Insulin human, isophane is used on its own or together with other medicines to treat diabetes.

Diabetes is a condition where your body is unable to produce enough insulin to control your blood sugar levels or insulin becomes ineffective (insulin resistance).

Insulin human, isophane is meant to be used as part of a complete diabetes management programme that should include exercise, a healthy diet, weight control, foot care, eye care, dental care and regular monitoring of blood sugar.

How do I take this medicine?

Use Insulin human, isophane exactly as directed by your doctor. Do not inject more or less than instructed by your doctor as small changes in the amount of this medicine may affect your blood sugar levels.

Insulin human, isophane should be injected subcutaneously (into the fatty layer under the skin, usually in the thigh, upper arm or abdomen area). Try to inject it quickly, completing the injection within 5 seconds. If injected too slowly, Insulin human, isophane may clog up the needle tip -- this may prevent the full dose from being delivered.

Insulin human, isophane is available as a vial and as a pre-filled pen. Make sure you know how to use the specific device you have been given. If you have problems or do not understand the instructions, ask your doctor or pharmacist. This medicine may become ineffective if your insulin pen does not work properly.

How to use insulin vial:
  1. Gather all the supplies you will need for injection (e.g. vial, syringe, alcohol swab, cotton).
  2. Wash your hands with soap and water.

The data:
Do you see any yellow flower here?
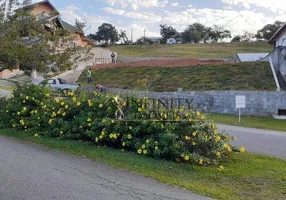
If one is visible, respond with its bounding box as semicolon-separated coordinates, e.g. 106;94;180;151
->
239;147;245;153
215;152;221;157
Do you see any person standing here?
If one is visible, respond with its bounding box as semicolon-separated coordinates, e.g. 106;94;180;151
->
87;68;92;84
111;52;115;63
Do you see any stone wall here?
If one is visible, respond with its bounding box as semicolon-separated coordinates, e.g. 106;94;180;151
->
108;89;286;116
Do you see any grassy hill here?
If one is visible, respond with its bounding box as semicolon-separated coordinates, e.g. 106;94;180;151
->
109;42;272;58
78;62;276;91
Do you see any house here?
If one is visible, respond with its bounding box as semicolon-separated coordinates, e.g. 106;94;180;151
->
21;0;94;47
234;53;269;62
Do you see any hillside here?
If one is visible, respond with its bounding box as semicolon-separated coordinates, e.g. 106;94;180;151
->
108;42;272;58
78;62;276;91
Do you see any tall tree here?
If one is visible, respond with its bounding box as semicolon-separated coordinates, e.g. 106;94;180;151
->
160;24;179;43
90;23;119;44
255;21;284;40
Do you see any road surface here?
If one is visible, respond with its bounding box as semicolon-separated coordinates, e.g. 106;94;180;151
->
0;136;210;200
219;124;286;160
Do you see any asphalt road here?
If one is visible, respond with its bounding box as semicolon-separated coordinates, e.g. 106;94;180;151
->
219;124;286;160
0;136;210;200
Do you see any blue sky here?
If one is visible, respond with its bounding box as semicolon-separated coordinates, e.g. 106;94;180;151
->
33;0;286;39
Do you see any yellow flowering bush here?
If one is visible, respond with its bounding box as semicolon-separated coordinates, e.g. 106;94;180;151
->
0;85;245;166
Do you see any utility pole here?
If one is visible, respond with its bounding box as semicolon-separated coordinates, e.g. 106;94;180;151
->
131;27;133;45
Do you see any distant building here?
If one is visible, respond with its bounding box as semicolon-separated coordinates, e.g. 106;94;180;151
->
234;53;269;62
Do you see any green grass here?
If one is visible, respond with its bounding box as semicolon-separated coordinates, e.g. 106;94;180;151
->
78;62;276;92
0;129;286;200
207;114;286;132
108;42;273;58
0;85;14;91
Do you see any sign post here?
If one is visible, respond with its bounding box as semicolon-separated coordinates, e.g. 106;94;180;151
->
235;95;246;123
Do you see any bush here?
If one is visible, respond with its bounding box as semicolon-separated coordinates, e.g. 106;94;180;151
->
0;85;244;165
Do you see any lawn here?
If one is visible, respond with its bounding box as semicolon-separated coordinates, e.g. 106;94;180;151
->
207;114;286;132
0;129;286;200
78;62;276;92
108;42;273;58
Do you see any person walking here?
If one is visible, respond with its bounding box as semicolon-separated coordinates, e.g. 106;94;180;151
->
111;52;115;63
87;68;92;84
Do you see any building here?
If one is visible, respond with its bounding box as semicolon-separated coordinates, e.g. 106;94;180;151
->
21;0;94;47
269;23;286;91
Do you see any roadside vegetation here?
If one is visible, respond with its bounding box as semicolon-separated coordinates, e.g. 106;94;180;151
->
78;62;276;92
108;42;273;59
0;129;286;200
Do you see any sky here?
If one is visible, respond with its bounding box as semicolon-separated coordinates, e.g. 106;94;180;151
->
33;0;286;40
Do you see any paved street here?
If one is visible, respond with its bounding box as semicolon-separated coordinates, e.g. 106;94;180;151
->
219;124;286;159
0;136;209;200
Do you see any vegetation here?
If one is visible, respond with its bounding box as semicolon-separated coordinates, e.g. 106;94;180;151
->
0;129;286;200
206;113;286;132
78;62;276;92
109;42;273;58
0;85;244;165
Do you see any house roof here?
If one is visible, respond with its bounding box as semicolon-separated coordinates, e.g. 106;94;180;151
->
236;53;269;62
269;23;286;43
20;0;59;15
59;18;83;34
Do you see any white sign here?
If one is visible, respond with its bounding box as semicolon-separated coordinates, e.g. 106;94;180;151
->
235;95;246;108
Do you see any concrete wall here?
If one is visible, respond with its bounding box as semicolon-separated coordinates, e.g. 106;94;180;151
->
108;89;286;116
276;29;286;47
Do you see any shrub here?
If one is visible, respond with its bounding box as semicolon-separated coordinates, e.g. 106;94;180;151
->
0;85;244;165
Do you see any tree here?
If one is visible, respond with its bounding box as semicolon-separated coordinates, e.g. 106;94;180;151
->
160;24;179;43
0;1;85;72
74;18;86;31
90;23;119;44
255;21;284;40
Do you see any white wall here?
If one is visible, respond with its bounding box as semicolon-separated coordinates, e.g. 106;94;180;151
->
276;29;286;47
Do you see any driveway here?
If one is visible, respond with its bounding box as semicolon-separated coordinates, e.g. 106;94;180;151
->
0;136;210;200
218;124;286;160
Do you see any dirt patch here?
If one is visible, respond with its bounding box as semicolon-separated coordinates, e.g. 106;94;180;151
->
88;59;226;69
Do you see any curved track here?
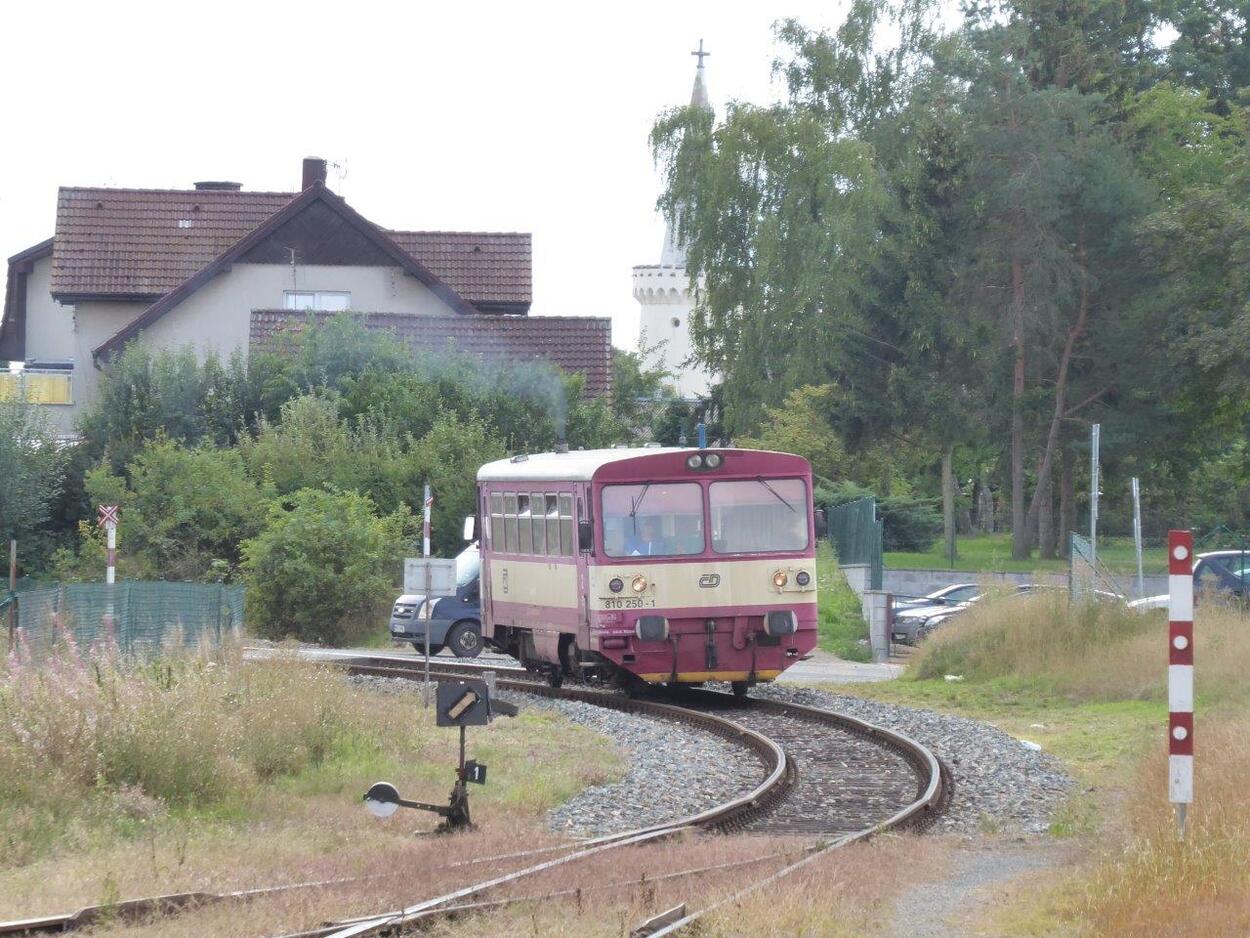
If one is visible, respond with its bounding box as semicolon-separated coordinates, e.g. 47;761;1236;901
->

Aim of the exercise: Write the next part of the text on insulin human, isophane, picking up right after its last line.

Answer to this problem:
  3. Pull off the protective colour cap of the medicine (on the top of the vial) then you will see a gray rubber stopper. Wipe the top of the gray rubber stopper with alcohol swab.
  4. Roll the vial between your hands in a horizontal (flat) position until the insulin suspension is evenly mixed. Do not shake the vial.
  5. Remove the needle cover of the syringe recommended by your doctor. Draw air, equal to your required dose, into the syringe by pulling back the plunger.
  6. Put the vial on a flat surface then insert the needle down the gray rubber stopper.
  7. Push the plunger of the syringe down to inject the air and keep the needle inside the vial.
  8. Turn the vial upside down. Slowly pull back the plunger to fill the syringe with your dose.
  9. Keep the needle inside the vial. To remove air bubbles, gently tap the needle with your fingers until the air bubbles rise to the top of syringe then slowly push the plunger up. Pull the plunger back down to measure your required dose.
  10. Remove the prepared syringe and needle from the vial and hold it in your hand that will inject the medicine.
  11. Wipe the selected injection site with alcohol swab and pinch the skin using your other hand. Push the plunger of the syringe as far as it will go to deliver your dose.
  12. Slowly let go of the skin and gently pull the needle out of the skin. Do not recap the needle.
  13. Place a cotton ball over the injection site and press for several seconds.
  14. Dispose your used needles and syringes according to your doctor or pharmacist’s instructions. Use new needle and syringe for each injection.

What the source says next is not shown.